Exactly as given, write out the lines from the one containing "Tag the man in" through the end of the listing, with both ends included and nothing else.

:: Data extracted from a collection ::
════════════════
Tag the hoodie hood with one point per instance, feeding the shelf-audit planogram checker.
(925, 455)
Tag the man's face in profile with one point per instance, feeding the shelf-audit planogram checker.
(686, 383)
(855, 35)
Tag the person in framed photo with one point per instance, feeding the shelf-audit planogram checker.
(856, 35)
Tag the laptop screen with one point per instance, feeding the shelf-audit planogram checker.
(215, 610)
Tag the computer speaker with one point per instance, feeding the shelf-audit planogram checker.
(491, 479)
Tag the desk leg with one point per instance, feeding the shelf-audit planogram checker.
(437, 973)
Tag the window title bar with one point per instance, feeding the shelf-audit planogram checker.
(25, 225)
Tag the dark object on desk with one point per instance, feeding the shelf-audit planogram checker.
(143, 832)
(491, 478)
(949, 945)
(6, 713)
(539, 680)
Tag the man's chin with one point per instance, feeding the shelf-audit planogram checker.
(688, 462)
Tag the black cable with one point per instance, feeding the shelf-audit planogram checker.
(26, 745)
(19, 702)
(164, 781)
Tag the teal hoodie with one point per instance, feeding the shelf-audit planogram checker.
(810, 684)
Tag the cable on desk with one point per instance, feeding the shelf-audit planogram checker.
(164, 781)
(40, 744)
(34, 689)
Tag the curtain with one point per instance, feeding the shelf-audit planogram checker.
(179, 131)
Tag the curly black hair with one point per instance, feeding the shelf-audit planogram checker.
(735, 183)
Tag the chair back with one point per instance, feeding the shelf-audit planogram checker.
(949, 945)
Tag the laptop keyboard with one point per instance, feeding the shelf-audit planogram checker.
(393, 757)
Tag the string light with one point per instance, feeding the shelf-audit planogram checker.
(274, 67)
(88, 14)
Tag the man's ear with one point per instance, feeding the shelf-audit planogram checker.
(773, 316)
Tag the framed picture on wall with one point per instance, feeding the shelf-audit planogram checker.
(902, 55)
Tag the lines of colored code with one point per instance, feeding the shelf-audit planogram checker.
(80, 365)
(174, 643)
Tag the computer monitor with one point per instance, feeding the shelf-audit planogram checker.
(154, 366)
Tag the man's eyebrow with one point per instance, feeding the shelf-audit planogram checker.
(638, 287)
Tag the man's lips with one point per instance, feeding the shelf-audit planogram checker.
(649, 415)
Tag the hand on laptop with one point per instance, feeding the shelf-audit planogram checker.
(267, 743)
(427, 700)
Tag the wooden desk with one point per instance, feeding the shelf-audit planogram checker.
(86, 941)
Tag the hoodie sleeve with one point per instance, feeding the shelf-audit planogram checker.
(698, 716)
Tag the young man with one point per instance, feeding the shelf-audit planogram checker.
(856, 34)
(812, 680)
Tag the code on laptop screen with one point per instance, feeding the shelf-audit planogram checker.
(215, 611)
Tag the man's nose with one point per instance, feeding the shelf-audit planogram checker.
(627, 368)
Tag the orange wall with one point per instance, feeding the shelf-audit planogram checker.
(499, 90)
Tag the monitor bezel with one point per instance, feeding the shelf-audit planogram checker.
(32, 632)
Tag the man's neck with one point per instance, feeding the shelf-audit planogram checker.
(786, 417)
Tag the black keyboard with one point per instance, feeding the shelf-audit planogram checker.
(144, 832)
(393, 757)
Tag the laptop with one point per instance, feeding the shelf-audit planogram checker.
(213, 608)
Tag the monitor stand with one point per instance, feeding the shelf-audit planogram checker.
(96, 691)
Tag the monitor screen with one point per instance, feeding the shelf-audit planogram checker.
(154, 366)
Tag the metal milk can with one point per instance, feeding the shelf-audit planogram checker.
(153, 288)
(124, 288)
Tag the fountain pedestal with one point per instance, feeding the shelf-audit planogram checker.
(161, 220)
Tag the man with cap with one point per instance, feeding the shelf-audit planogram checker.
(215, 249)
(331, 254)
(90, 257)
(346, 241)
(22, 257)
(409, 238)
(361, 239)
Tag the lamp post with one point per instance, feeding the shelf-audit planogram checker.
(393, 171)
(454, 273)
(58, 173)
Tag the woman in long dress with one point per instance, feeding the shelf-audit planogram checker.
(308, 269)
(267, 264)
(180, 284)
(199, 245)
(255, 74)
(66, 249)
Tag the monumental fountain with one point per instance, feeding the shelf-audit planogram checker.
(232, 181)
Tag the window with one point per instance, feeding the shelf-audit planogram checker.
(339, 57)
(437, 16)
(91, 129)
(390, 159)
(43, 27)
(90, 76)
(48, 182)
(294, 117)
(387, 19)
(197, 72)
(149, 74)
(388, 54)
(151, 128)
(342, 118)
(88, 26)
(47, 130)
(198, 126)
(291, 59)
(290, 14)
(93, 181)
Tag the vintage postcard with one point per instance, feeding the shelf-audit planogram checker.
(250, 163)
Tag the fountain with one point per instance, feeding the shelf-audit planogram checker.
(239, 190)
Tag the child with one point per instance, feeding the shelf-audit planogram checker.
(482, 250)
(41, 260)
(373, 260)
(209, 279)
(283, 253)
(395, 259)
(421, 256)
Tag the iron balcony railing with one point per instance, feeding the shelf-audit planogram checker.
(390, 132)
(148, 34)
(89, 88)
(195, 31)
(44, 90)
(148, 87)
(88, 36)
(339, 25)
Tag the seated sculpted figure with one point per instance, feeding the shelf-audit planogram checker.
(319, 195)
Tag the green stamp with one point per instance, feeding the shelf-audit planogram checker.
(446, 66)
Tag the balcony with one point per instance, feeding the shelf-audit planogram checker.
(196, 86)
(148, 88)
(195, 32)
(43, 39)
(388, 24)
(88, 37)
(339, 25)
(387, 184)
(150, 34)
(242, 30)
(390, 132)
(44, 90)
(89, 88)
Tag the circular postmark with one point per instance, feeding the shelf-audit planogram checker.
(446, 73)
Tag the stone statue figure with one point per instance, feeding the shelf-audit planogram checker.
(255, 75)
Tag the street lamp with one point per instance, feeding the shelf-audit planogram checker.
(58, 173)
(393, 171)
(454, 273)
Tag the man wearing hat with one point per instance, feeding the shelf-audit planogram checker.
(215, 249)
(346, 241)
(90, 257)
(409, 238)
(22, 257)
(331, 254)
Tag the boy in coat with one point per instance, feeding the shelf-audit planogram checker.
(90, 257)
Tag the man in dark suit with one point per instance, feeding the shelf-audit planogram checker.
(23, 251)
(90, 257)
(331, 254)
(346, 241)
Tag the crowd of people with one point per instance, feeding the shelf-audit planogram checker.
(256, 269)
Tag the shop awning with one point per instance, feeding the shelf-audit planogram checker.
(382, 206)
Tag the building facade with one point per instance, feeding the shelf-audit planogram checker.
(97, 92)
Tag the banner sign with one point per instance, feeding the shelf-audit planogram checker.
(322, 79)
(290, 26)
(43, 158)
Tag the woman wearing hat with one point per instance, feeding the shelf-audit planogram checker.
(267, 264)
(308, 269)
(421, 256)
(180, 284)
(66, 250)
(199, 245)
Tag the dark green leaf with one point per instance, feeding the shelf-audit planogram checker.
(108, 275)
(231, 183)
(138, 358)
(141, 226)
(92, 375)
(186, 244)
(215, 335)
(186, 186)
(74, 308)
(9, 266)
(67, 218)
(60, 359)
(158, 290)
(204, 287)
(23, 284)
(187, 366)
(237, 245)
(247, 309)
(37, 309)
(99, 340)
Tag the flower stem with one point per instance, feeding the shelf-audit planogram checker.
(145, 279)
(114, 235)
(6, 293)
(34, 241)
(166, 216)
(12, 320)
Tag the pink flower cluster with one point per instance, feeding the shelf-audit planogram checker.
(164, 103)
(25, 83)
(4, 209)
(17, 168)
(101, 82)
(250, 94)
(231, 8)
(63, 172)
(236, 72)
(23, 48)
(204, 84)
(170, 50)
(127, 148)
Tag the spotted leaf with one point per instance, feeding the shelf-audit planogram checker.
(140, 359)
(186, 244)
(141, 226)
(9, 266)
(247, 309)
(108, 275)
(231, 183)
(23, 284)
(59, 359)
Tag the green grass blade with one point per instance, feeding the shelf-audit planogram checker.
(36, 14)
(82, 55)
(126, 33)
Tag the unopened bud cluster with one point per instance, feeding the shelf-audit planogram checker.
════════════════
:: Worked solution ::
Tag the man in dark suit with one point per instance, feeding the shelf-audit planogram checker.
(23, 251)
(90, 257)
(331, 254)
(346, 241)
Tag the crowd of people with one point per instance, feeding the shelf-audit planogram checker.
(256, 269)
Tag the shop awning with one point per instance, feeding the shelf-audit planogram checker.
(382, 206)
Tag the building facade with one point per instance, feeding the shelf-audit planogram checker.
(97, 92)
Tag the banner sign with one point per instance, feeding the shelf-audit planogram checker.
(322, 79)
(290, 26)
(43, 158)
Tag the woman wearing hat with one point per instance, feeding the shelf-audit planogram checker.
(267, 264)
(308, 269)
(421, 256)
(180, 284)
(66, 250)
(199, 245)
Tag the dark green leaf with one point per instance, feeding the shelf-audit planogram checker.
(108, 275)
(231, 183)
(138, 358)
(141, 226)
(92, 375)
(186, 244)
(215, 335)
(186, 186)
(74, 308)
(9, 266)
(67, 218)
(60, 359)
(158, 290)
(204, 287)
(23, 284)
(187, 366)
(237, 245)
(247, 309)
(37, 309)
(99, 340)
Tag the flower stem with one point per instance, feeding the shelf-audit planogram checker.
(145, 279)
(114, 235)
(6, 293)
(34, 241)
(166, 216)
(12, 320)
Tag the pink flower cluster with one point per instance, feeding the shelf-audit planogram checker.
(164, 103)
(25, 83)
(4, 209)
(17, 168)
(101, 82)
(250, 94)
(231, 8)
(63, 172)
(236, 72)
(23, 48)
(204, 84)
(170, 50)
(127, 148)
Tag the spotted leaf with one point per instance, feeding the shelf-audit planogram checker.
(140, 359)
(186, 244)
(141, 226)
(9, 266)
(247, 309)
(108, 275)
(231, 183)
(23, 284)
(59, 359)
Tag the green grass blade with one point per instance, feeding the shelf-audit planogram checker.
(36, 14)
(82, 55)
(126, 33)
Tag the unopened bud cluster with one point per instance, feeding the shelf-audit planogram checker.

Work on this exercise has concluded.